(HOW TO COMPLETE THIS TASK): Below are the entries; return every line among them that holds the word "query".

=== ENTRIES SUPPLIED ===

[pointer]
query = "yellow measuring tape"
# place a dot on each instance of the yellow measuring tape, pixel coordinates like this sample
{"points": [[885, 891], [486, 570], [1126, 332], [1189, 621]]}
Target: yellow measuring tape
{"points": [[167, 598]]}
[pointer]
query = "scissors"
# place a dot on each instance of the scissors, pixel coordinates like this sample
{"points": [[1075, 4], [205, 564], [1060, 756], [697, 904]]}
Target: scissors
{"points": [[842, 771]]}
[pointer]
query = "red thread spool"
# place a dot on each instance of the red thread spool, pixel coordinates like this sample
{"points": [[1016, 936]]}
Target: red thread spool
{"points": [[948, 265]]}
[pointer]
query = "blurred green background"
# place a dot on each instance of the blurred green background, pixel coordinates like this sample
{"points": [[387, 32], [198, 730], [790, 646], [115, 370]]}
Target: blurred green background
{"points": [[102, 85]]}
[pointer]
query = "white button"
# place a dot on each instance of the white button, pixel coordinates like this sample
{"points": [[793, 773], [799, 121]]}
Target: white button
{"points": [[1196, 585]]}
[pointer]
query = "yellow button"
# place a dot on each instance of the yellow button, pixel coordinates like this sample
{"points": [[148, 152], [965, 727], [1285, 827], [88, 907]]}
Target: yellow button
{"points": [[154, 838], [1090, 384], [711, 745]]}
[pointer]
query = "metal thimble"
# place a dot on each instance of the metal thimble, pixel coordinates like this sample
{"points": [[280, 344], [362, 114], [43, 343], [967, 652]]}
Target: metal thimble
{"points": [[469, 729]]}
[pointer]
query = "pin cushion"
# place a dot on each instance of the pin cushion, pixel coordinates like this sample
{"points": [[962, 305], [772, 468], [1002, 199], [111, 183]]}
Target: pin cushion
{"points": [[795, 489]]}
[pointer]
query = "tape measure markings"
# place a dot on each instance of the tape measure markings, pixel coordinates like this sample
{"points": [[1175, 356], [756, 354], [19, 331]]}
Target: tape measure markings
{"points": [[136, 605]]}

===

(EXERCISE OUTPUT):
query = "yellow measuring tape"
query = "scissors"
query = "red thread spool"
query = "blurred green background"
query = "white button"
query = "yellow button"
query = "metal thimble"
query = "pin cushion"
query = "tape measure markings"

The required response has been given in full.